▶ [Requirements] Set down every record once more, exactly as given.

--- BEGIN Data in this exercise ---

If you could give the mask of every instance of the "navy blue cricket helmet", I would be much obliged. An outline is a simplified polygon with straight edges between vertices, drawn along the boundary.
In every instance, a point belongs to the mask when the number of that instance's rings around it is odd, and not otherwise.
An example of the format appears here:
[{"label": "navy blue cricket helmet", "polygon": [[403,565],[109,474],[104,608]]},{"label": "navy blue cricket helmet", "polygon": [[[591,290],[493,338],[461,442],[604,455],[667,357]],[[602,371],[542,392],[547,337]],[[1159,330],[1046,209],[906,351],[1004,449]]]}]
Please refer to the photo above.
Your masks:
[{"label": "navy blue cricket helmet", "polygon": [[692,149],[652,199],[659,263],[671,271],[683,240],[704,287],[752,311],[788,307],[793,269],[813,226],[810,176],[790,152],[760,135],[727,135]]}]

--- END Data in this exercise ---

▶ [Solution to the problem]
If you could give the mask of every instance of the "navy blue cricket helmet", I would be much obliged. An outline is a simplified polygon with straight edges between vertices, drawn along the boundary.
In every instance, a point belongs to the mask when the number of that instance's rings around it is odd, and not otherwise.
An example of the format appears here:
[{"label": "navy blue cricket helmet", "polygon": [[403,565],[109,474],[104,608]]},{"label": "navy blue cricket helmet", "polygon": [[[591,290],[493,338],[461,442],[604,455],[667,357]],[[602,371],[542,392],[547,337]],[[1159,330],[1046,209],[906,351],[1004,449]]]}]
Please refer to the photo above.
Your masks:
[{"label": "navy blue cricket helmet", "polygon": [[692,149],[652,199],[659,263],[671,271],[683,240],[704,287],[752,311],[788,307],[793,269],[813,226],[810,176],[790,152],[760,135],[727,135]]}]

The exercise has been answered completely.